** Goal of the exercise **
May I have the lines from the one containing "Task: identify the tall grass" to the end of the entries, returned exactly and with nothing else?

** Entries shown **
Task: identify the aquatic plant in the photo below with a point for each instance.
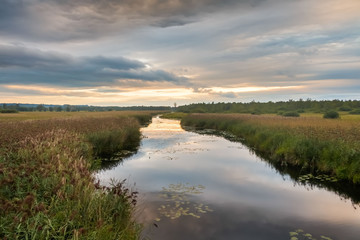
(178, 202)
(300, 234)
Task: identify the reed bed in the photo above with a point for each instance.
(47, 187)
(318, 145)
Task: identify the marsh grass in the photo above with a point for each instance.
(47, 187)
(319, 145)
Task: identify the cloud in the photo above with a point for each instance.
(21, 65)
(62, 20)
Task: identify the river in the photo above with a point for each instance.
(195, 186)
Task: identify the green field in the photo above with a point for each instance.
(315, 144)
(47, 187)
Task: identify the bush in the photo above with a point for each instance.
(291, 114)
(355, 111)
(345, 109)
(331, 115)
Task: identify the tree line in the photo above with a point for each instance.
(17, 107)
(282, 107)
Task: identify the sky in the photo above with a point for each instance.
(158, 52)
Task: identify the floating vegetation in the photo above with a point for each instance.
(178, 202)
(321, 178)
(299, 234)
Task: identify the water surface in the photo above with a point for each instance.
(205, 187)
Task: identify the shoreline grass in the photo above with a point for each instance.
(47, 187)
(319, 145)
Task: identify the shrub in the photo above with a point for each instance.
(291, 114)
(355, 111)
(344, 109)
(331, 115)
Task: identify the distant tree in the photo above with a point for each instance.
(331, 114)
(40, 108)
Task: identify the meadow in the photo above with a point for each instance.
(314, 144)
(47, 187)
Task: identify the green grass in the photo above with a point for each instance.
(47, 188)
(319, 145)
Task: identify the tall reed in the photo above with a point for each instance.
(319, 145)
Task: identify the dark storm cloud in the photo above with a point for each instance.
(60, 20)
(21, 65)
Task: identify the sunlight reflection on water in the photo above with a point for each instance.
(248, 198)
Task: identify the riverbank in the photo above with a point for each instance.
(316, 145)
(47, 187)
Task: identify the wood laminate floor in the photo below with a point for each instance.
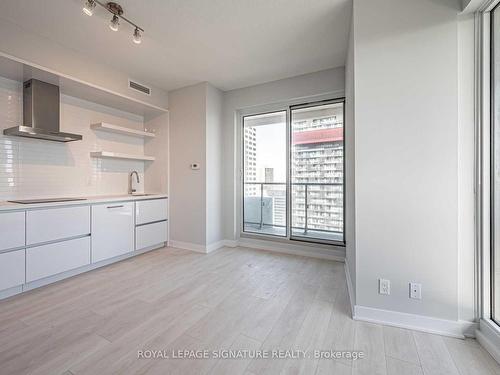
(234, 299)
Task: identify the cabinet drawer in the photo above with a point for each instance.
(12, 229)
(11, 269)
(150, 211)
(150, 234)
(56, 224)
(112, 230)
(51, 259)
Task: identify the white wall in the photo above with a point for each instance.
(156, 173)
(214, 222)
(23, 44)
(35, 168)
(327, 83)
(407, 147)
(188, 145)
(349, 123)
(467, 277)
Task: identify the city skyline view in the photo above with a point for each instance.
(316, 173)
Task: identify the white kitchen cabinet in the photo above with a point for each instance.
(112, 230)
(148, 211)
(56, 224)
(12, 229)
(150, 234)
(51, 259)
(11, 269)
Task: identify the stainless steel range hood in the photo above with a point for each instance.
(41, 114)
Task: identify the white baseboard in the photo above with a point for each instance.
(188, 246)
(350, 287)
(215, 246)
(489, 338)
(280, 247)
(204, 249)
(230, 243)
(452, 328)
(292, 249)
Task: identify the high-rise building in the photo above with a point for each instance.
(318, 170)
(250, 169)
(268, 174)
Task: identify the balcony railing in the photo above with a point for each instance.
(260, 203)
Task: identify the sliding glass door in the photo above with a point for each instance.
(495, 167)
(293, 173)
(317, 171)
(264, 174)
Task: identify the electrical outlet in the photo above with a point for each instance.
(415, 291)
(384, 286)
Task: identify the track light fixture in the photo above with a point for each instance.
(88, 7)
(117, 11)
(137, 36)
(115, 22)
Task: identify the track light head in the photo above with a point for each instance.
(89, 7)
(137, 36)
(115, 22)
(117, 11)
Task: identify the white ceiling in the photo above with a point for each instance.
(229, 43)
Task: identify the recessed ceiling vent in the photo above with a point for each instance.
(138, 87)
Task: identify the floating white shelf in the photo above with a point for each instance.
(117, 155)
(103, 126)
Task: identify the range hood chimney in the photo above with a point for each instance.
(41, 114)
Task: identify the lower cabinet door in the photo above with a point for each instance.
(54, 258)
(11, 269)
(150, 235)
(112, 230)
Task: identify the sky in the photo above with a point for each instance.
(271, 151)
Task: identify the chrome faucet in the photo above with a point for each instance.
(130, 189)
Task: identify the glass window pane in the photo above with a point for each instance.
(317, 172)
(264, 174)
(495, 249)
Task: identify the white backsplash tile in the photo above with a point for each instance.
(37, 168)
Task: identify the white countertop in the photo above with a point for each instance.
(8, 206)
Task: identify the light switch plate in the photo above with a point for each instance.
(384, 286)
(415, 291)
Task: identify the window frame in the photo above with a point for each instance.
(239, 186)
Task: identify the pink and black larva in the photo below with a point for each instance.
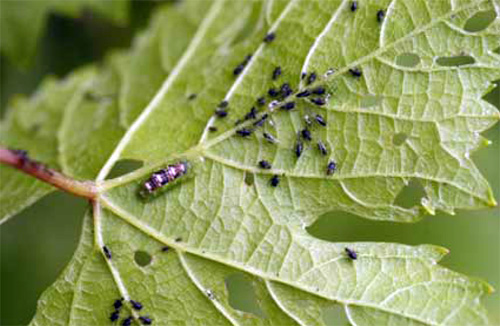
(162, 177)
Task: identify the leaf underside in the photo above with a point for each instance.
(137, 106)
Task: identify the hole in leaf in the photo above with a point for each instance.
(370, 100)
(123, 167)
(455, 61)
(399, 138)
(249, 178)
(142, 258)
(411, 195)
(242, 295)
(334, 315)
(407, 60)
(480, 21)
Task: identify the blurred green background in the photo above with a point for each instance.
(37, 244)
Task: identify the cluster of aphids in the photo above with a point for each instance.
(163, 177)
(127, 321)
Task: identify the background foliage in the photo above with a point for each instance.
(46, 234)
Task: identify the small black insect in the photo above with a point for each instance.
(380, 15)
(136, 304)
(273, 92)
(269, 37)
(354, 6)
(351, 253)
(331, 167)
(269, 138)
(244, 132)
(288, 106)
(239, 68)
(252, 114)
(276, 73)
(162, 177)
(145, 320)
(318, 101)
(127, 321)
(286, 90)
(118, 303)
(356, 72)
(264, 165)
(304, 93)
(275, 180)
(311, 78)
(318, 90)
(114, 315)
(299, 147)
(322, 148)
(306, 134)
(107, 252)
(221, 113)
(261, 121)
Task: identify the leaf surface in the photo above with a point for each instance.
(223, 218)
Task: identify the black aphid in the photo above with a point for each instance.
(221, 113)
(107, 252)
(261, 121)
(118, 304)
(311, 78)
(275, 181)
(318, 101)
(273, 92)
(114, 315)
(145, 320)
(264, 165)
(136, 304)
(351, 253)
(269, 138)
(244, 132)
(269, 37)
(356, 72)
(288, 106)
(322, 148)
(127, 321)
(318, 90)
(286, 90)
(239, 68)
(354, 6)
(304, 93)
(299, 147)
(276, 73)
(162, 177)
(320, 120)
(306, 134)
(380, 15)
(252, 114)
(330, 168)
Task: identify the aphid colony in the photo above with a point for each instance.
(135, 305)
(162, 177)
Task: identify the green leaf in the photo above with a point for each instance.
(393, 124)
(22, 22)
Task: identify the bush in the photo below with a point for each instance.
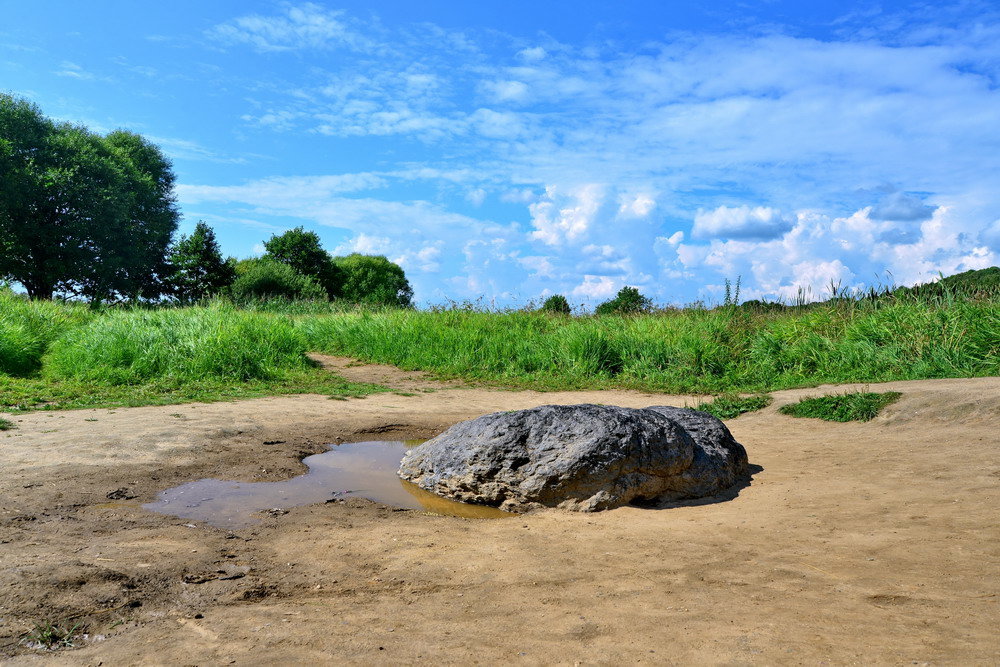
(628, 301)
(857, 406)
(258, 279)
(176, 346)
(373, 280)
(557, 305)
(730, 406)
(302, 251)
(27, 328)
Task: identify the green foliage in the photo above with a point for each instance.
(373, 280)
(302, 251)
(177, 346)
(968, 283)
(857, 406)
(27, 328)
(730, 406)
(80, 213)
(628, 301)
(692, 350)
(556, 305)
(197, 269)
(49, 636)
(263, 278)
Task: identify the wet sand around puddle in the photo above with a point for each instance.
(356, 469)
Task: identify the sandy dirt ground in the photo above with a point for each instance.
(854, 543)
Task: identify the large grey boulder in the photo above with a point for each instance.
(579, 457)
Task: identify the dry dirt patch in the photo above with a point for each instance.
(869, 542)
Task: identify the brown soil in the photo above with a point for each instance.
(855, 543)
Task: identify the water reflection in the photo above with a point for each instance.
(362, 469)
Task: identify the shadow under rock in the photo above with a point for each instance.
(723, 496)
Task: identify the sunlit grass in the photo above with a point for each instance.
(855, 406)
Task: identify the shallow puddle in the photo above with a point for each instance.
(356, 469)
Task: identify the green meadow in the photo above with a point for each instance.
(68, 355)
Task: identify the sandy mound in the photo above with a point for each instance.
(866, 543)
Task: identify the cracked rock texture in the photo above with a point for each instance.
(579, 457)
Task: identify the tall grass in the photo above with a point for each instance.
(698, 350)
(27, 328)
(175, 346)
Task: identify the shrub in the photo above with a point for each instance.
(557, 305)
(628, 301)
(27, 328)
(857, 406)
(373, 280)
(179, 345)
(258, 279)
(196, 267)
(730, 406)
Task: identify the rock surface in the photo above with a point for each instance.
(579, 457)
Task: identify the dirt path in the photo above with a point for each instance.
(856, 543)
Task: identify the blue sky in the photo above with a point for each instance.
(511, 150)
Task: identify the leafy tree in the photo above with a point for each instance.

** Response area **
Task: identify the tall grass in the photo above with a point for each instance.
(698, 350)
(27, 328)
(175, 346)
Task: identify the shrub in the photo above with a point for each instance.
(557, 305)
(628, 301)
(27, 328)
(857, 406)
(373, 280)
(179, 345)
(258, 279)
(196, 267)
(730, 406)
Task: identify the rock surface in the photo above with a point for each instance.
(579, 457)
Task: identify the dirt path in the photo above with a point for each instance.
(856, 543)
Task: identify the blue sky in the photo above with a point for each instance.
(511, 150)
Task: identify the leafy tree in the photo above with a point for each instance.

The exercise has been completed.